◆ **Raw records**:
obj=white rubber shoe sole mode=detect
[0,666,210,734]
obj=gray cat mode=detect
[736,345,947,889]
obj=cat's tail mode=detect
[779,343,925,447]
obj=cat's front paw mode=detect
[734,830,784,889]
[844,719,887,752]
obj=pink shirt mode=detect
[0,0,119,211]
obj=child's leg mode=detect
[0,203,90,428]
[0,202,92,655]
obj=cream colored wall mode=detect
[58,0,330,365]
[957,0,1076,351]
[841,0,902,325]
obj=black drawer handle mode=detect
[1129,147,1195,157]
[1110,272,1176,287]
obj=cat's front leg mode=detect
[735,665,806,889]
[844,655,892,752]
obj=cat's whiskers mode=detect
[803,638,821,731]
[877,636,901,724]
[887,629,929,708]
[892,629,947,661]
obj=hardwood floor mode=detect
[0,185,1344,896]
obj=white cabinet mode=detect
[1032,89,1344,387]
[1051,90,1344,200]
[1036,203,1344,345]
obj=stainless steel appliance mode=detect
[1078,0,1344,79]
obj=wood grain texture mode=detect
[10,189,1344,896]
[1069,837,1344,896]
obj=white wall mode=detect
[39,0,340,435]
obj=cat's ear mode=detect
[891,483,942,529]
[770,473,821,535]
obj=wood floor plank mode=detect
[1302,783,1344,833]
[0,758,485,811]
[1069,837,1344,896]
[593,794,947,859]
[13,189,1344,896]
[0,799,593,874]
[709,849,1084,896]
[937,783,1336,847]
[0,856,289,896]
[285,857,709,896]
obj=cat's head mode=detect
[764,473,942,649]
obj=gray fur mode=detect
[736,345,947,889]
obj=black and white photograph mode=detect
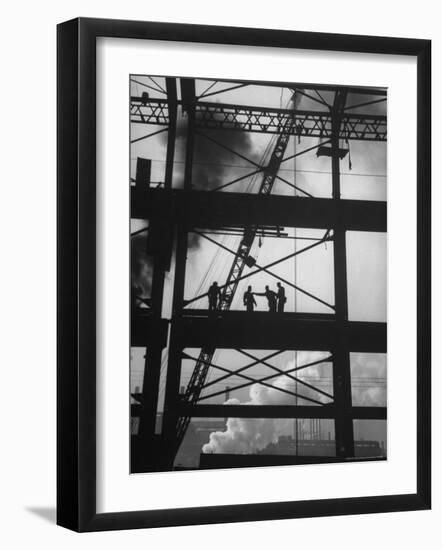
[129,74,388,473]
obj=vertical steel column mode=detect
[139,78,177,446]
[162,79,195,467]
[164,78,177,189]
[331,89,354,458]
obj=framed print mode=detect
[57,19,431,531]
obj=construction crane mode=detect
[175,94,296,453]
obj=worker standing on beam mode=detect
[207,281,221,315]
[243,286,256,313]
[276,283,287,313]
[255,285,277,313]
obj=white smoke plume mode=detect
[202,352,329,454]
[202,352,386,454]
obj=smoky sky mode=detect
[130,232,153,298]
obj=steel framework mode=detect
[131,78,386,471]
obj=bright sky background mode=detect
[130,76,387,460]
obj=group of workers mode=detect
[207,282,287,314]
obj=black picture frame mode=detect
[57,18,431,532]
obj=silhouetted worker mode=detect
[243,286,256,313]
[207,281,221,313]
[296,123,302,143]
[255,285,276,313]
[276,283,287,313]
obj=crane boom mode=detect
[175,104,295,458]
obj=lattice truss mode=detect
[130,79,387,466]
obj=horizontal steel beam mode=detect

◆ **Written request**: Return all the rows above verbatim, leaving out the picture.

◆ **Answer to this task**:
obj=white rubber shoe sole mode=detect
[0,666,210,734]
obj=gray cat mode=detect
[736,345,947,889]
obj=cat's tail mode=detect
[779,343,925,447]
obj=cat's front paw mode=detect
[734,830,784,889]
[844,719,887,752]
obj=pink shirt mode=detect
[0,0,119,211]
obj=child's leg mode=detect
[0,203,90,428]
[0,202,92,655]
obj=cream colored wall mode=detect
[58,0,330,365]
[957,0,1076,351]
[841,0,902,325]
obj=black drawer handle mode=detect
[1129,147,1195,157]
[1110,272,1176,287]
obj=cat's front leg mode=detect
[735,665,806,889]
[844,655,892,752]
obj=cat's whiskers mode=detect
[803,638,821,731]
[877,636,901,724]
[887,629,929,708]
[892,629,947,661]
obj=hardwood floor mode=detect
[0,185,1344,896]
obj=white cabinet mode=detect
[1032,89,1344,387]
[1051,90,1344,200]
[1036,203,1344,345]
obj=stainless steel appliance mode=detect
[1078,0,1344,79]
obj=wood grain texture mode=detect
[10,189,1344,896]
[1069,837,1344,896]
obj=white wall mode=detect
[39,0,340,435]
obj=cat's ear mode=detect
[891,483,942,529]
[770,473,821,535]
obj=wood floor plank mode=detect
[1302,783,1344,833]
[0,758,485,811]
[1069,837,1344,896]
[593,794,947,859]
[13,189,1344,896]
[0,799,593,874]
[709,849,1084,896]
[937,783,1336,847]
[0,856,289,896]
[285,857,709,896]
obj=cat's head mode=detect
[764,473,942,649]
obj=gray fur mode=detect
[736,345,947,889]
obj=black and white photograph mode=detect
[129,74,388,473]
obj=vertical steel column mode=detect
[139,78,177,446]
[162,79,195,467]
[164,78,177,189]
[331,89,354,458]
obj=framed print mode=detect
[57,19,431,531]
obj=construction crane mode=detect
[175,94,296,453]
obj=worker standing on beam mode=detect
[207,281,221,315]
[243,286,256,313]
[276,283,287,313]
[255,285,277,313]
obj=white smoke plume mode=detect
[202,352,329,454]
[202,352,386,454]
obj=smoky sky mode=detect
[130,232,153,298]
obj=steel framework mode=detect
[131,78,386,471]
obj=bright sky background mode=detect
[130,76,387,460]
obj=group of workers mode=detect
[207,282,287,314]
obj=black picture frame mode=detect
[57,18,431,532]
obj=silhouetted worker mode=detect
[243,286,256,313]
[207,281,221,313]
[296,123,302,143]
[255,285,276,313]
[276,283,287,313]
obj=crane boom mode=detect
[175,104,295,458]
obj=lattice truss mode=detect
[130,79,387,466]
obj=horizontal steel beam mode=detect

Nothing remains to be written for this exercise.